• _DIRECTION_
Copy the entries from the start through the line containing "[323,371,358,400]", substituting "ponytail" for "braid" and leaving everything else the same.

[Rows from a box-labeling dataset]
* * * *

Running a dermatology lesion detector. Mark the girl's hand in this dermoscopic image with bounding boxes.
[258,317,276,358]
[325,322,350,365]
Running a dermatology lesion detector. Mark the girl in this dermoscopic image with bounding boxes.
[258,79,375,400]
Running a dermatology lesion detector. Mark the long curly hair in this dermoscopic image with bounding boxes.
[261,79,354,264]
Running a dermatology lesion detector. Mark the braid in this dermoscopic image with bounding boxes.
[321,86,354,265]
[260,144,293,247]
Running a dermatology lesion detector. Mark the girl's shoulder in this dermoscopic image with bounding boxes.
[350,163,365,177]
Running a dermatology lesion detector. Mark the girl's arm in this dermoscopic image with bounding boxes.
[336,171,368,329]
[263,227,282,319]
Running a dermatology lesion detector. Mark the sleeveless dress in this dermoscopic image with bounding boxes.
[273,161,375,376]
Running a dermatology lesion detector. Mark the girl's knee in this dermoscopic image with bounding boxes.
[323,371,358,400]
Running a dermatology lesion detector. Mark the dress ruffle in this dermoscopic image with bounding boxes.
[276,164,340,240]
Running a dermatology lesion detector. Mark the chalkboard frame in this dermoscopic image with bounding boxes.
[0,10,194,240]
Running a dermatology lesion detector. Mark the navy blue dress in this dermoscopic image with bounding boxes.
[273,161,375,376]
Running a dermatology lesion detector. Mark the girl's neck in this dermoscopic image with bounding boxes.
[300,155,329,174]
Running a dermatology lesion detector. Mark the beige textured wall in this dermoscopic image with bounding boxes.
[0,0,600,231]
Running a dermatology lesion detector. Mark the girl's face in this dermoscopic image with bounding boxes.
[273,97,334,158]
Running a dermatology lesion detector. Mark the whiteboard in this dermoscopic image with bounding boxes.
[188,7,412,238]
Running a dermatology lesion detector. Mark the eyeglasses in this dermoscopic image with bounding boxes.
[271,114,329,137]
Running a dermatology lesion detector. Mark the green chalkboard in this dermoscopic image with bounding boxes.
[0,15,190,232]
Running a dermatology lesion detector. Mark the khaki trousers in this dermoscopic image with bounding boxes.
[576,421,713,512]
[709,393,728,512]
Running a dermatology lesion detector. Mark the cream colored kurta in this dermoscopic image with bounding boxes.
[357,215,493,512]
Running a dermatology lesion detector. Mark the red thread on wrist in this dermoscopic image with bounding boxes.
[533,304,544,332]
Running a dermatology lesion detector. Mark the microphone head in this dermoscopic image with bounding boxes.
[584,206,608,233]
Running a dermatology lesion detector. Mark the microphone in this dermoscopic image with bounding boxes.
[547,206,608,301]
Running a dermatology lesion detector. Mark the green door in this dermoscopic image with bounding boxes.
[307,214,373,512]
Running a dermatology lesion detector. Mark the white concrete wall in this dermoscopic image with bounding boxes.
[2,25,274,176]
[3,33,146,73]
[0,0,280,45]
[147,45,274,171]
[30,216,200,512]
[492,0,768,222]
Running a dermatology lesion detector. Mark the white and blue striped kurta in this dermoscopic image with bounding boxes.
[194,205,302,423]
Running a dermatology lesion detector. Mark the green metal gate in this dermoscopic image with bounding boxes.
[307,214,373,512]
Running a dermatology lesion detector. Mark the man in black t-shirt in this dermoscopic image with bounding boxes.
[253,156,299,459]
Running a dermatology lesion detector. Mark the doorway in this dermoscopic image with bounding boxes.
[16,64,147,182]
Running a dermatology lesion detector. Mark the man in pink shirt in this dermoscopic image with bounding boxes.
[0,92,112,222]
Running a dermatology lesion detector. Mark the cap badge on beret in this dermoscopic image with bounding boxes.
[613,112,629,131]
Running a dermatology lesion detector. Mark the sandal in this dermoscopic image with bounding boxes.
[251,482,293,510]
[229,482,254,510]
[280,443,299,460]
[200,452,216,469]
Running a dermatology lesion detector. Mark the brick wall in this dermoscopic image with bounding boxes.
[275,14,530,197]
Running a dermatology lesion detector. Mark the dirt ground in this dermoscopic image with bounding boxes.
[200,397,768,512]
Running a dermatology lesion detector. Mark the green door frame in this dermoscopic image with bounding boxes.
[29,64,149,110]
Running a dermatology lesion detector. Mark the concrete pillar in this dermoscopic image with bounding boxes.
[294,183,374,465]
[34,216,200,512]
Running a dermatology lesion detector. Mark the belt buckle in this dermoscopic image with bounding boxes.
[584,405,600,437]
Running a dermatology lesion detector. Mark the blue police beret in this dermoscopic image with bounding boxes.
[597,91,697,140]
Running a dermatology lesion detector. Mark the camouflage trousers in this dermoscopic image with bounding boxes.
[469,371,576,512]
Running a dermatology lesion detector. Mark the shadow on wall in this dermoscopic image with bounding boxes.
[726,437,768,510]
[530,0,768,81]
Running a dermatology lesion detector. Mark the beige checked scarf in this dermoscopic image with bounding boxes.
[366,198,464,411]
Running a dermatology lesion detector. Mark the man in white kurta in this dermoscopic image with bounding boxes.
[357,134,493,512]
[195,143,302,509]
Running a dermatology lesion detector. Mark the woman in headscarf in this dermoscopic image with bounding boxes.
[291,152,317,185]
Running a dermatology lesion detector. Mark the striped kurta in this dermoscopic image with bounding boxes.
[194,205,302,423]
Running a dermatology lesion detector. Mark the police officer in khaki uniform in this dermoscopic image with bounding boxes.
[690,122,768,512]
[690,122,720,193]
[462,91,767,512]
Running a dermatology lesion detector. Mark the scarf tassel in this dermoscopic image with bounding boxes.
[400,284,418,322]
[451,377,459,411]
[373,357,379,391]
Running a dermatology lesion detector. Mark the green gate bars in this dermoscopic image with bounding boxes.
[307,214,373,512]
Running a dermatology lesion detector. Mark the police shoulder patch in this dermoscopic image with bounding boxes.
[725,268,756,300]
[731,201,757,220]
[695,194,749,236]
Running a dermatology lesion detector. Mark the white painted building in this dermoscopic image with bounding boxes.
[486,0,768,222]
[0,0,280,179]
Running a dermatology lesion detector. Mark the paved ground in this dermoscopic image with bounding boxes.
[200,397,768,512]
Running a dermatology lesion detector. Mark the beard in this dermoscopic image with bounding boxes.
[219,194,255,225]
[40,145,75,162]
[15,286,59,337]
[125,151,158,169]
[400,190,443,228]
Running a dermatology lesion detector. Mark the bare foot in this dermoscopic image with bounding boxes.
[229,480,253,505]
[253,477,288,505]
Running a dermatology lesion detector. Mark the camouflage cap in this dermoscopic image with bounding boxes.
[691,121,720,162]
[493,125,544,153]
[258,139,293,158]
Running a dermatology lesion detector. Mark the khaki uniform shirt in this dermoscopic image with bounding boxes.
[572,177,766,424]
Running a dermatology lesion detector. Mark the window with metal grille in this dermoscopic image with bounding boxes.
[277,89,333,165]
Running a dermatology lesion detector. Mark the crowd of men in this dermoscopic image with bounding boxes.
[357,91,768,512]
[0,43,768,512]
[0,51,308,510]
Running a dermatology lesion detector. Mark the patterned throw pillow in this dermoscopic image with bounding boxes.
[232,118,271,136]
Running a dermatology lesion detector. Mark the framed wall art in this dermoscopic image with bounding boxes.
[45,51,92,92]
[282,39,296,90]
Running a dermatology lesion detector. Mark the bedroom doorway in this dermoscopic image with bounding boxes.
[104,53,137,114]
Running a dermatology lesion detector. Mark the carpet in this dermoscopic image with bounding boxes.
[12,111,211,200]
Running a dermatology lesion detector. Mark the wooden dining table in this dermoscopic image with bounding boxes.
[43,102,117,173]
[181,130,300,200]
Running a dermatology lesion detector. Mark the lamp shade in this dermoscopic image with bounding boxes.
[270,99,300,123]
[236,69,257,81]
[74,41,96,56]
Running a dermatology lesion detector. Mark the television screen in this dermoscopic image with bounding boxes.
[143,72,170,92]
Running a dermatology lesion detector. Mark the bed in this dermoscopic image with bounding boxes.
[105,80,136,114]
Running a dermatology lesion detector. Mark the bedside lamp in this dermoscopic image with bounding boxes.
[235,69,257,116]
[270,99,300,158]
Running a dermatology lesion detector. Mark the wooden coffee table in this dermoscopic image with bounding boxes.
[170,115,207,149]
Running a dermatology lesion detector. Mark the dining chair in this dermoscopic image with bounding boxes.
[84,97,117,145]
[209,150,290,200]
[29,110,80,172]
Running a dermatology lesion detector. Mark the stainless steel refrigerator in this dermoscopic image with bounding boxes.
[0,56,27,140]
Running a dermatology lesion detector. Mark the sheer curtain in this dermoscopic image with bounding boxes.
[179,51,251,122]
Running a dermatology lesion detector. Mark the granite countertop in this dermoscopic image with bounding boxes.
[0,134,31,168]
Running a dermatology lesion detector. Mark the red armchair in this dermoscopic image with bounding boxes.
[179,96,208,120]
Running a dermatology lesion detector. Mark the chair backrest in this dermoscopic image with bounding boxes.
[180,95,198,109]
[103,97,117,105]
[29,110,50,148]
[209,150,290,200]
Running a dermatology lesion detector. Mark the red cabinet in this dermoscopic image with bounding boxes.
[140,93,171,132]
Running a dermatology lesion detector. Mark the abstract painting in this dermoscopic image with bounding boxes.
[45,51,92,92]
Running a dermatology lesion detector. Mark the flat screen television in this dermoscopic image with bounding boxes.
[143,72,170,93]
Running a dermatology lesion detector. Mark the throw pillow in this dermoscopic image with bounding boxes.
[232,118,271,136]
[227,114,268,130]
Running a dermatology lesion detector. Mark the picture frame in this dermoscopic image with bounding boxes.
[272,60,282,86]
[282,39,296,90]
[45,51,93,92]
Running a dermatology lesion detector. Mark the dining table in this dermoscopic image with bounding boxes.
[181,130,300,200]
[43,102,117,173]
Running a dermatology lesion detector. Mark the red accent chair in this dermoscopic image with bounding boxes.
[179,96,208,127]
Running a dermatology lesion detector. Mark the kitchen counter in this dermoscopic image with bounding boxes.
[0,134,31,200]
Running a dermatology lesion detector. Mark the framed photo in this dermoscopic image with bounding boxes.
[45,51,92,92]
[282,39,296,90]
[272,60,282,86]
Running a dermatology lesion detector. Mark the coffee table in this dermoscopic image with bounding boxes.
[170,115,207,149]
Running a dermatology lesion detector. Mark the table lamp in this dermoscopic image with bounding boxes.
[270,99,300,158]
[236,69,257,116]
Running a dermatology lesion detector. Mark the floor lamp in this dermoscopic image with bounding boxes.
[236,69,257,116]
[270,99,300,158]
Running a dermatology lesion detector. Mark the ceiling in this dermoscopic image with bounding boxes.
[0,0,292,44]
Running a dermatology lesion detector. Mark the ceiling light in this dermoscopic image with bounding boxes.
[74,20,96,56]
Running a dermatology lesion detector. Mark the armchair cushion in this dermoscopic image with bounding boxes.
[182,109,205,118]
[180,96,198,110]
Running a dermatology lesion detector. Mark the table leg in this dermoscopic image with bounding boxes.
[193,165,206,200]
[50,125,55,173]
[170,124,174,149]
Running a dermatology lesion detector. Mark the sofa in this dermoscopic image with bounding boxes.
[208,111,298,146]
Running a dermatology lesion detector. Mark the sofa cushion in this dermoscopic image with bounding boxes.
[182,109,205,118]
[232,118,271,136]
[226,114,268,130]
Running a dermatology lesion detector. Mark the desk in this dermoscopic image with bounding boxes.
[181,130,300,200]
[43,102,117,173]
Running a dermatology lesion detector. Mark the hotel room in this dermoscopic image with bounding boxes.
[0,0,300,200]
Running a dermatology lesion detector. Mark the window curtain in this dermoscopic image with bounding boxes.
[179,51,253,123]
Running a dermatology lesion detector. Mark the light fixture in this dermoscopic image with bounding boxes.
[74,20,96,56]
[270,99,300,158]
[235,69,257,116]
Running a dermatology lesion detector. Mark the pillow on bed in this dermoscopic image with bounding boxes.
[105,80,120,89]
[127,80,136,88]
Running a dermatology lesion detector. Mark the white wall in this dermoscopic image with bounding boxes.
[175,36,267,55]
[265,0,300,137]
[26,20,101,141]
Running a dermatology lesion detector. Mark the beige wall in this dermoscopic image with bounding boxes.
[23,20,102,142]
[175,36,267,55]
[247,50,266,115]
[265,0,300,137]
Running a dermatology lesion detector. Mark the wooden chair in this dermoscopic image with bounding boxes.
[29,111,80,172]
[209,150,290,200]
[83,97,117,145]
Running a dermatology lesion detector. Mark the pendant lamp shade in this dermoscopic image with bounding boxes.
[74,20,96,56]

* * * *

• _TASK ANSWER_
Running a dermatology lesion detector. Mark the girl's hand in this dermoscopic image with bounding boxes.
[258,317,276,358]
[325,322,350,365]
Running a dermatology lesion detector. Mark the girl in this dermoscopic image with bounding boxes.
[258,79,375,400]
Running a dermatology lesion detector. Mark the long curly hair in this dermoscopic image with bounding boxes.
[261,79,354,264]
Running a dermatology lesion detector. Mark the ponytail in this dermoscopic image with bounding boxes.
[321,86,354,265]
[260,144,293,247]
Running a dermatology lesion detector. Mark the girl's shoulder in this dermoscopic image with bounding boxes.
[350,163,365,177]
Running a dermatology lesion detector. Mark the girl's arm in this dermoscopic image with bounding boxes.
[336,171,368,329]
[263,227,282,319]
Running a dermatology lesion detector. Mark the sleeveless dress in this dermoscopic image with bounding boxes.
[273,161,375,376]
Running a dermatology lesion detector. Mark the girl's knee in this dermoscopic image with bounding boxes.
[323,371,358,400]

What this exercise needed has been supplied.